Fri 110429 「気合いを入れてサクサク」の落とし穴 セビージャで落とし穴にハマる | 今井宏オフィシャルブログ「風吹かば倒るの記」Powered by Ameba

Fri 110429 「気合いを入れてサクサク」の落とし穴 セビージャで落とし穴にハマる

 セビージャに到着して、「さて、どんどん行きますか」と自分に気合いを入れ、「片っ端からサクサク見ていく」という決意を固めたが、得てしてこういう時こそ危険なのである。
 気合いを入れて片っ端からサクサク。これこそ受験生が5月上旬に陥りやすい心理のワナ。はりきっているぶん、思わぬところに精神の落とし穴があって、あっという間に泥沼に陥る。うーん、いわく言いがたいが、
「どんどん行こう」と張り切っている
→もっと自分は出来るはずだと焦る
→1つでもうまくいかないと、焦りが驚くほど膨張する
→今の自分は本調子ではない、明日に伸ばそう、明後日に延期しようと、一寸延ばしになる
→気がつくと1週間経過している
病状はこうやって進行していく。やがて1週間は1ヶ月になり、1ヶ月は2ヶ月になって、「あれれ、もう6月中旬だ。いいや、夏休みに頑張ろう」ということになる。

• [提供データ]
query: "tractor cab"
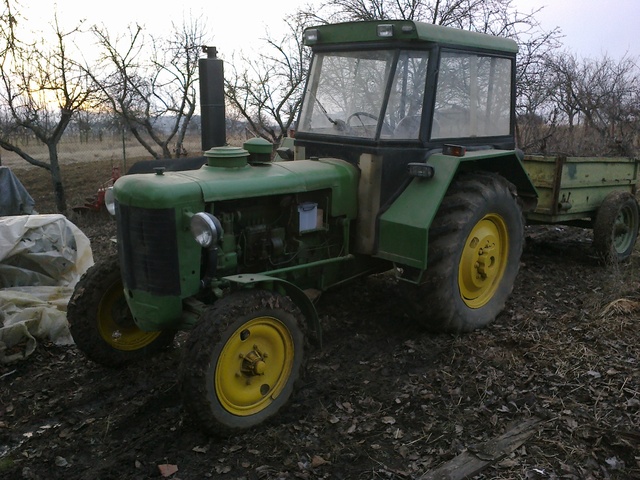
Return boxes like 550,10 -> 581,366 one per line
296,21 -> 517,156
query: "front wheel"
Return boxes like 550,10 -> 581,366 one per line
67,256 -> 175,367
593,192 -> 640,262
414,172 -> 524,333
182,290 -> 305,436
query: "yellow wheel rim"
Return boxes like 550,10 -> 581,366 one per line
97,282 -> 161,352
215,317 -> 294,416
458,214 -> 509,308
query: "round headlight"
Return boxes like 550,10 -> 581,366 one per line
190,212 -> 222,247
104,187 -> 116,215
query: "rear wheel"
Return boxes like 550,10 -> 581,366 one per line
182,290 -> 305,435
414,172 -> 524,333
593,192 -> 640,262
67,256 -> 175,367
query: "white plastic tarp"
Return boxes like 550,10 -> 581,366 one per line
0,166 -> 35,216
0,215 -> 93,363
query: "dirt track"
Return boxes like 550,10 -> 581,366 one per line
0,163 -> 640,480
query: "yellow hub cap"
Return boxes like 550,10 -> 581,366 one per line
458,214 -> 509,308
214,317 -> 294,416
98,282 -> 161,352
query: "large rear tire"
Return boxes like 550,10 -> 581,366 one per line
67,256 -> 175,367
414,172 -> 524,333
593,192 -> 640,263
181,290 -> 306,436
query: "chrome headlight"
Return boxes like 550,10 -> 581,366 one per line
190,212 -> 223,248
104,187 -> 116,215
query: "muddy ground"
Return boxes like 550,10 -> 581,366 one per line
0,162 -> 640,480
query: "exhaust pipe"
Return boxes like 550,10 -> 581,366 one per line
198,46 -> 227,152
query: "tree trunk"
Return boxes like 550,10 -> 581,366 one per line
47,144 -> 67,215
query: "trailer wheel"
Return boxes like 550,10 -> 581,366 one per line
67,256 -> 175,367
181,290 -> 306,436
593,192 -> 640,262
414,172 -> 524,333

• [課題]
本文抜粋の「これこそ受験生が5月上旬に陥りやすい心理のワナ。」という一文を英語に訳してください。

• [課題の解答]
This is exactly the psychological trap that exam candidates tend to fall into in early May.